Text shown START

Belmont student Ethan Whitfield brought the future of health care design to global stage
When Ethan Whitfield arrived at Belmont as a transfer student last fall, he expected a semester of foundational coursework and finding his footing at a new school. What he got instead was his first paid film gig, a crash course in time management and a documentary now on permanent display in London, England. 
Whitfield, a junior film student in the Mike Curb College of Entertainment & Music Business, directed, shot and edited Shaping Healing Spaces Together, a short documentary chronicling an ongoing interdisciplinary collaboration between Belmont’s nursing and architecture programs.
The documentary features voices from students, faculty and program leaders, weaving together the story of how nursing and architecture students learn to collaborate across disciplines to design health care environments with real-world impact.
The film debuted Nov. 17 as part of the "Healing Spaces: Healthcare Design Past, Present and Future" exhibit at the Florence Nightingale Museum in London, where it now plays for museum visitors from around the world.
From Nashville to London
The path to the Florence Nightingale Museum began with an email from Dr. Debbie Gregory, a global leader in health design and founding member of the Nursing Institute for Healthcare Design, which co-sponsors the Healing Spaces exhibit. She connected Dr. Fernando Lima and Dr. Kathryn Dambrino with the museum team and encouraged them to contribute.
Lima, who chairs the O'More College of Architecture & Design's architecture program, and Dambrino, who chairs graduate nursing and leads the Center for Nursing Innovation, had been doing exactly the kind of work the exhibit was built to celebrate — bringing nursing and architecture students together to reimagine what health care spaces can be.
"When I read her message, my immediate thought was that showcasing our collaboration in this setting would be a perfect way to represent what Belmont is truly about," Lima said.
The fit was clear. The Healing Spaces exhibit traces the evolution of health care environments from Florence Nightingale's trailblazing work on hospital architecture to today's innovators designing tech-integrated healing spaces. Belmont's approach to interdisciplinary health design sits squarely at that frontier. Dambrino and Lima submitted a proposal to be featured and decided a short documentary was the right format to tell the story.
"We believed a short-form documentary would bring the story to life in a way that fully immerses viewers in the collaborative experience," Dambrino said. "Rather than simply describing interdisciplinary collaboration, the documentary allows viewers to witness it — to see relationships forming, ideas evolving and disciplines coming together in real time."
A Student Steps Up
To make the documentary happen, Dambrino and Lima needed a filmmaker. Whitfield, then in his first semester at Belmont, was connected to the project through a faculty member. He met with Lima, learned what the project entailed and said yes, even knowing the timeline was tight.

Text shown END

What you need to do>
Decide whether each statement below agrees with the article on Ethan Whitfield's documentary. Answer yes or no for each and quote the words from the article that settle it.
1. The documentary is shown at a museum in London.
2. Whitfield was a senior when he made the film.
3. Dr. Debbie Gregory chairs the architecture program.

Entries supplied START

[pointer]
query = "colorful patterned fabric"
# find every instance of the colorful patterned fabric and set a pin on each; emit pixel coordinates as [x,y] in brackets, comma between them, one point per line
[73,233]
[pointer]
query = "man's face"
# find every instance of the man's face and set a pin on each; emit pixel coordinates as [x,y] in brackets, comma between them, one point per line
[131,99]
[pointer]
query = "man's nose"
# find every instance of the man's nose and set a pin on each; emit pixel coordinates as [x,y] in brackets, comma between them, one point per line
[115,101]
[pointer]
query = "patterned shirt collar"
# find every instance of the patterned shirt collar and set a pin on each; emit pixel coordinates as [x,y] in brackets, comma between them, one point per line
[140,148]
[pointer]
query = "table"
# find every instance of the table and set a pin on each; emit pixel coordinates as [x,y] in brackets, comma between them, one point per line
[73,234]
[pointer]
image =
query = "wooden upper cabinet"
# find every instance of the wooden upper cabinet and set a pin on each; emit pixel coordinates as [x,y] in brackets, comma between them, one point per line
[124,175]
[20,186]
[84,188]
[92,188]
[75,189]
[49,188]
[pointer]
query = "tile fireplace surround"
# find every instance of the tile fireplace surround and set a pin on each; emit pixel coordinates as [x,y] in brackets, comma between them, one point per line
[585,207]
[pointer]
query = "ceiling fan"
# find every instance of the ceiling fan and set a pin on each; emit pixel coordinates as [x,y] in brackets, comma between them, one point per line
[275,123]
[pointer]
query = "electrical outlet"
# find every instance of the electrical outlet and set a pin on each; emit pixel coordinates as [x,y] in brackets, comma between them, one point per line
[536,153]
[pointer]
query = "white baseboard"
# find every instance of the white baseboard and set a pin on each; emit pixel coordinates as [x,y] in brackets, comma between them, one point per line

Entries supplied END

Solution to this exercise>
1. Yes: "at the Florence Nightingale Museum in London, where it now plays for museum visitors from around the world."
2. No: "Whitfield, a junior film student in the Mike Curb College of Entertainment & Music Business"
3. No: "Lima, who chairs the O'More College of Architecture & Design's architecture program"